Saved data entries:
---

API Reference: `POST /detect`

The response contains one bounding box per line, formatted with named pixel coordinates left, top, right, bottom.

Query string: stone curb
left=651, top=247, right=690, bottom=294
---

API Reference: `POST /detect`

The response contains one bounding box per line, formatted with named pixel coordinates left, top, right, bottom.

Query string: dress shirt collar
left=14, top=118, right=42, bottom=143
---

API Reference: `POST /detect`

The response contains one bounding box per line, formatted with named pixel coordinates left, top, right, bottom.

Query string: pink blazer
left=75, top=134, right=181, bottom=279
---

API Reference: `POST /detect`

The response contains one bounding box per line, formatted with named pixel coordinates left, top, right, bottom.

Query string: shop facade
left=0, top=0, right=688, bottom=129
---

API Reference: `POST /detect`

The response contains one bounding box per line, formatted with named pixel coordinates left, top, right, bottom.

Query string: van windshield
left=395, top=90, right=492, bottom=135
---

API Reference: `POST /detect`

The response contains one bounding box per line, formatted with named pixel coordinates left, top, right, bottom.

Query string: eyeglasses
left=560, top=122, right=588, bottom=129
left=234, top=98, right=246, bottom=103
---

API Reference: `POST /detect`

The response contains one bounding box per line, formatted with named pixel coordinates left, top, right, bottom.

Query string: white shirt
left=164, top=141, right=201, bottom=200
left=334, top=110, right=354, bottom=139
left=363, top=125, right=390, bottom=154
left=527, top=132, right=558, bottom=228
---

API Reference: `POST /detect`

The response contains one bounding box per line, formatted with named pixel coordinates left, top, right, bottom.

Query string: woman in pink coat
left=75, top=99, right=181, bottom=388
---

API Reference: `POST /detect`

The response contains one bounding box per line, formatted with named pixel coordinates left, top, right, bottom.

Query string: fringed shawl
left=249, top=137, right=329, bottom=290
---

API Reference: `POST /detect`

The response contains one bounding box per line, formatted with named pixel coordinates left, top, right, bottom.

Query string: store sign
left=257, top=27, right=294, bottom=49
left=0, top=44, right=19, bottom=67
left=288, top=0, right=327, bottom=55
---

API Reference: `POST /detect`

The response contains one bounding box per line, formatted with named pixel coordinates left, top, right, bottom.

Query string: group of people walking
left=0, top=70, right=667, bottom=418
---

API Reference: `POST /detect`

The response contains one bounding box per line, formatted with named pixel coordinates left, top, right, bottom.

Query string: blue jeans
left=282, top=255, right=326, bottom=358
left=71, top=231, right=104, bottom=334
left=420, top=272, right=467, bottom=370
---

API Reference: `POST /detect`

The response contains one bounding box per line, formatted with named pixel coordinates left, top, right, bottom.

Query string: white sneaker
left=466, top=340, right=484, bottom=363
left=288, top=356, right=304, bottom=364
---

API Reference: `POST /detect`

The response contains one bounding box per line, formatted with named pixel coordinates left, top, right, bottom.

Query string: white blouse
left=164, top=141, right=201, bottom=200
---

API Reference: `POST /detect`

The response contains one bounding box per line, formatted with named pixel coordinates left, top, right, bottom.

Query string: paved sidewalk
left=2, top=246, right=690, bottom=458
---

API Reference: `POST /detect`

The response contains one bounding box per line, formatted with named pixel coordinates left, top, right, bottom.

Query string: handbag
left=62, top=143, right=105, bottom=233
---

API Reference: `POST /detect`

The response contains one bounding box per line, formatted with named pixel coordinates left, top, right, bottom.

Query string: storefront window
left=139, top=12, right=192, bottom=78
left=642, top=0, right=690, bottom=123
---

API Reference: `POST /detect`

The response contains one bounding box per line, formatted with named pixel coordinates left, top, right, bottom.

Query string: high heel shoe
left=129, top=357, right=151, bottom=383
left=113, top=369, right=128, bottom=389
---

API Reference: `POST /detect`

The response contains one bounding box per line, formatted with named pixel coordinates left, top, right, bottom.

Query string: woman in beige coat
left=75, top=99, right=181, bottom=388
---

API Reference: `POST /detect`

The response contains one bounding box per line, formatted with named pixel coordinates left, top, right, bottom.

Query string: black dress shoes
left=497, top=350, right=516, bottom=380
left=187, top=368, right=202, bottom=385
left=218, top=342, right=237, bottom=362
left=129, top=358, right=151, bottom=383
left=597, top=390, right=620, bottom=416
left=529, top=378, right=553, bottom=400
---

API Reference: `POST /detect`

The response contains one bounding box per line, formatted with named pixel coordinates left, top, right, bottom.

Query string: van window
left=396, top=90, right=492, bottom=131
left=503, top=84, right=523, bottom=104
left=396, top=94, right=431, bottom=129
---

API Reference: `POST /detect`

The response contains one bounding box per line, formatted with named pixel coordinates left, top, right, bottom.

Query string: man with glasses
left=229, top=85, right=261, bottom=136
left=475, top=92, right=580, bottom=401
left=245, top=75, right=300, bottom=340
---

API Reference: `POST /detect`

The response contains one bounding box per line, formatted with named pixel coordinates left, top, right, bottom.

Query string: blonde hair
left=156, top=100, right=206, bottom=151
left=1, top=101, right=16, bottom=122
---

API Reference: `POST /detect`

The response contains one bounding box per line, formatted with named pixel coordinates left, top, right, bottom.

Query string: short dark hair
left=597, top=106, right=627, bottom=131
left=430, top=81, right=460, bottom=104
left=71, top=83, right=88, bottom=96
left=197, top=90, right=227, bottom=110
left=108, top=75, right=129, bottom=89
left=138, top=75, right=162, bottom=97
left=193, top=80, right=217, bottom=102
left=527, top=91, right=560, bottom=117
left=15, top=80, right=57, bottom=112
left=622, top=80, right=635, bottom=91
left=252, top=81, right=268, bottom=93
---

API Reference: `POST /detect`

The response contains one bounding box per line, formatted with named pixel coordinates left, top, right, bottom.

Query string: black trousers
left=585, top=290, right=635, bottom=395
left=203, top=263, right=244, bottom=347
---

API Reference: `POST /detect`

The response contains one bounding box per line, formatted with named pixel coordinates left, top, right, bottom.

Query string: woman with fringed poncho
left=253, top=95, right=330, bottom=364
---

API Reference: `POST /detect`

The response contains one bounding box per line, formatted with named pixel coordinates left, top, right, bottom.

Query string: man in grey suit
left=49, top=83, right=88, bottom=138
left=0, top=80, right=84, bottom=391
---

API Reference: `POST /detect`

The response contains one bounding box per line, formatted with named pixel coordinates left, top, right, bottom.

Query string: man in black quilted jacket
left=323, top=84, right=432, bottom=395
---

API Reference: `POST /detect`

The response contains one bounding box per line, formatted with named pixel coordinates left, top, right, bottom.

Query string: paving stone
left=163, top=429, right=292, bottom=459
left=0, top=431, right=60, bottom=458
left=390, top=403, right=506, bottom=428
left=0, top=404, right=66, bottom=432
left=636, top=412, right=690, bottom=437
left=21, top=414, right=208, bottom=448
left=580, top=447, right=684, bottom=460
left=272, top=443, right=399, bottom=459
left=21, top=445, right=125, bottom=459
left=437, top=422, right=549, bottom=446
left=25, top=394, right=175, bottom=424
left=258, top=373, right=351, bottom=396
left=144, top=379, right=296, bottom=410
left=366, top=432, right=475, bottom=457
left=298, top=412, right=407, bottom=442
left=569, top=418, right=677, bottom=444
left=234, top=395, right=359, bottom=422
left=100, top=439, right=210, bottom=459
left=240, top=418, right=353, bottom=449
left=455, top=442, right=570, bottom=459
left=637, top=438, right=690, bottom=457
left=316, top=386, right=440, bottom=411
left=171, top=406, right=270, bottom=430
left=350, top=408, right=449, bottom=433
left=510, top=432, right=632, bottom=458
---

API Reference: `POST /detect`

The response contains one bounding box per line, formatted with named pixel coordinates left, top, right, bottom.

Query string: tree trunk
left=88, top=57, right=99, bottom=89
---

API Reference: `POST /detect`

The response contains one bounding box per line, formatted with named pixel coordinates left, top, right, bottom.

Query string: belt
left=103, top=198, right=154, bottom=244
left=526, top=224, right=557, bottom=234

WORK INSTRUCTIONS - The full set of records must be transcribed character for character.

SOLUTION BELOW -
---

API Reference: `POST /detect`

The response contains one bounding box per line, formatted with named pixel coordinates left, top, right, bottom.

Query string: stone curb
left=651, top=247, right=690, bottom=294
---

API Reference: `POST /detect`

The response contains one bounding box per line, formatted with named pixel coordinates left, top, right, bottom.

Query string: dress shirt collar
left=14, top=118, right=42, bottom=143
---

API Reference: `POST /detect`

The response contains one bounding box per line, formatted with named pixel coordinates left, top, right, bottom.

Query string: pink blazer
left=75, top=134, right=181, bottom=279
---

API Reference: `POST /detect`

The response contains one bounding box per line, formatted with named pixel coordinates left, top, right, bottom.

Query string: shop facade
left=0, top=0, right=688, bottom=129
---

API Reference: `POST /detect`

The response contains one bounding box per line, formatted with named pixel coordinates left, top, right, bottom.

Query string: van windshield
left=395, top=90, right=492, bottom=135
---

API Reference: `POST /detect`

The response contains one bounding box per line, formatted with named pixel coordinates left, top, right, bottom.

Query string: eyeglasses
left=560, top=122, right=588, bottom=129
left=234, top=98, right=246, bottom=103
---

API Reference: `POST /detect`

The response contains one bounding box per line, formatted with named pixel coordinates left, top, right, bottom.

Query string: white shirt
left=164, top=141, right=201, bottom=200
left=334, top=110, right=354, bottom=139
left=363, top=125, right=390, bottom=154
left=527, top=132, right=558, bottom=228
---

API Reference: `POST /detect`

The response contains one bounding box per line, formatted with named pixel coordinates left, top, right, bottom.

Query string: woman in pink coat
left=75, top=99, right=181, bottom=388
---

API Reference: `POST /detect`

The response contains one bounding box per line, formatted with named pixel coordinates left, top, right, bottom.

Query string: fringed shawl
left=249, top=137, right=329, bottom=290
---

API Reference: `POST /detect`

The response contains one bounding box per line, formatted with named pixel coordinates left, top, right, bottom.

Query string: store sign
left=257, top=27, right=294, bottom=49
left=0, top=44, right=19, bottom=67
left=288, top=0, right=327, bottom=55
---

API Reference: `POST /detect`

The response contains one bounding box per line, formatted with named pixel coordinates left, top, right, bottom.

Query string: group of people walking
left=0, top=70, right=667, bottom=418
---

API Reference: `POST /detect`

The response contains one bounding box per line, formatted with named pixel coordinates left, top, right, bottom.

Query string: blue jeans
left=282, top=255, right=326, bottom=358
left=71, top=231, right=104, bottom=334
left=420, top=272, right=467, bottom=370
---

API Reference: `POST /detect`

The response contains one bounding box per line, formatted with named pixel coordinates left, top, right, bottom.

Query string: white sneaker
left=466, top=340, right=484, bottom=363
left=288, top=356, right=304, bottom=364
---

API Reference: `POST /detect`

The response contains one bounding box per line, formatted with named pixel coordinates left, top, right, bottom.

Query string: white blouse
left=164, top=141, right=201, bottom=200
---

API Reference: `POST /detect`

The response contains one bounding box per line, formatted with named pixel coordinates left, top, right, bottom.

Query string: paved sidewalk
left=2, top=246, right=690, bottom=458
---

API Reference: `POST /detect`

The response contains one bounding box per line, formatted with named pixel coordinates left, top, right, bottom.

Query string: handbag
left=62, top=143, right=105, bottom=233
---

API Reference: `POST /detect`

The response contains one bounding box per line, formatted with named pixel coordinates left, top, right, bottom.

Query string: storefront window
left=139, top=12, right=192, bottom=78
left=642, top=0, right=690, bottom=123
---

API Reference: `POST /detect`

The response contains one bounding box per line, formatted with named pixel coordinates left, top, right, bottom.

Query string: high heel shoe
left=129, top=357, right=151, bottom=383
left=113, top=369, right=128, bottom=389
---

API Reference: `POST /detect`

The response contains one bounding box per line, formatted with named pixel coordinates left, top, right, bottom.

Query string: woman in beige coat
left=75, top=99, right=181, bottom=388
---

API Reference: `POST /detect`

The response contains one bounding box per line, formatted with named pixel coordinates left, top, right, bottom.

Query string: black dress shoes
left=497, top=350, right=516, bottom=380
left=187, top=368, right=202, bottom=385
left=218, top=342, right=237, bottom=362
left=129, top=358, right=151, bottom=383
left=597, top=390, right=620, bottom=416
left=529, top=378, right=553, bottom=400
---

API Reference: `POST /detect`

The response contains one bounding box per line, formatted with named pixel coordinates left, top, right, bottom.

Query string: van window
left=396, top=90, right=492, bottom=131
left=503, top=84, right=523, bottom=104
left=396, top=94, right=431, bottom=129
---

API Reference: `POST /detect`

The response contains one bounding box per line, formatted with named pixel coordinates left, top, right, bottom.

Query string: man with glasses
left=229, top=85, right=261, bottom=136
left=475, top=92, right=580, bottom=401
left=245, top=75, right=300, bottom=340
---

API Reference: `POST /detect`

The response contains one bounding box per line, formatted with named pixel coordinates left, top, right, bottom.

Query string: blonde hair
left=156, top=100, right=206, bottom=151
left=1, top=101, right=16, bottom=122
---

API Reference: `POST /detect`

The response contains one bounding box per line, formatted with named pixel coordinates left, top, right, bottom.

Query string: short dark hair
left=597, top=106, right=627, bottom=131
left=430, top=81, right=460, bottom=104
left=71, top=83, right=88, bottom=96
left=197, top=90, right=227, bottom=110
left=108, top=75, right=129, bottom=89
left=138, top=75, right=162, bottom=97
left=193, top=80, right=217, bottom=102
left=527, top=91, right=560, bottom=117
left=15, top=80, right=57, bottom=112
left=622, top=80, right=635, bottom=91
left=252, top=81, right=268, bottom=93
---

API Reference: `POST /detect`

The response contains one bounding box per line, formatted with named pixel coordinates left, top, right, bottom.

Query string: black trousers
left=585, top=290, right=635, bottom=395
left=203, top=263, right=244, bottom=347
---

API Reference: `POST /detect`

The response contains one bounding box per line, formatted with named pixel coordinates left, top, right, bottom.

Query string: woman with fringed poncho
left=253, top=95, right=330, bottom=364
---

API Reference: `POST /detect`

The response contains one bounding box per line, formatted with named pixel coordinates left, top, right, bottom.

Query string: man in grey suit
left=49, top=83, right=88, bottom=138
left=0, top=80, right=84, bottom=391
---

API Reference: `POST /detect`

The response contains one bounding box per line, formatted with named pixel coordinates left, top, right, bottom.

Query string: man in black quilted jacket
left=323, top=84, right=432, bottom=395
---

API Reference: `POST /detect`

The response contains one bounding box per line, formatted with named pixel coordinates left, top, right, bottom.

Query string: paving stone
left=163, top=429, right=292, bottom=459
left=0, top=431, right=60, bottom=458
left=390, top=403, right=506, bottom=428
left=0, top=404, right=66, bottom=432
left=636, top=412, right=690, bottom=437
left=21, top=414, right=208, bottom=448
left=580, top=447, right=684, bottom=460
left=272, top=443, right=399, bottom=459
left=21, top=445, right=125, bottom=459
left=437, top=422, right=549, bottom=446
left=25, top=394, right=175, bottom=424
left=258, top=373, right=351, bottom=396
left=144, top=379, right=296, bottom=410
left=366, top=432, right=475, bottom=457
left=298, top=412, right=407, bottom=442
left=569, top=418, right=677, bottom=444
left=234, top=395, right=359, bottom=422
left=100, top=439, right=210, bottom=459
left=240, top=418, right=353, bottom=449
left=455, top=442, right=570, bottom=459
left=637, top=438, right=690, bottom=457
left=316, top=386, right=440, bottom=411
left=171, top=406, right=270, bottom=430
left=350, top=408, right=449, bottom=433
left=510, top=432, right=632, bottom=458
---

API Reference: `POST /detect`

The response contains one bounding box per line, formatted with named pixel coordinates left, top, right, bottom.

Query string: tree trunk
left=88, top=57, right=99, bottom=89
---

API Reference: `POST /detect`

The response contains one bounding box per line, formatted with named pixel coordinates left, top, right, bottom.

Query string: belt
left=103, top=198, right=154, bottom=244
left=526, top=224, right=557, bottom=234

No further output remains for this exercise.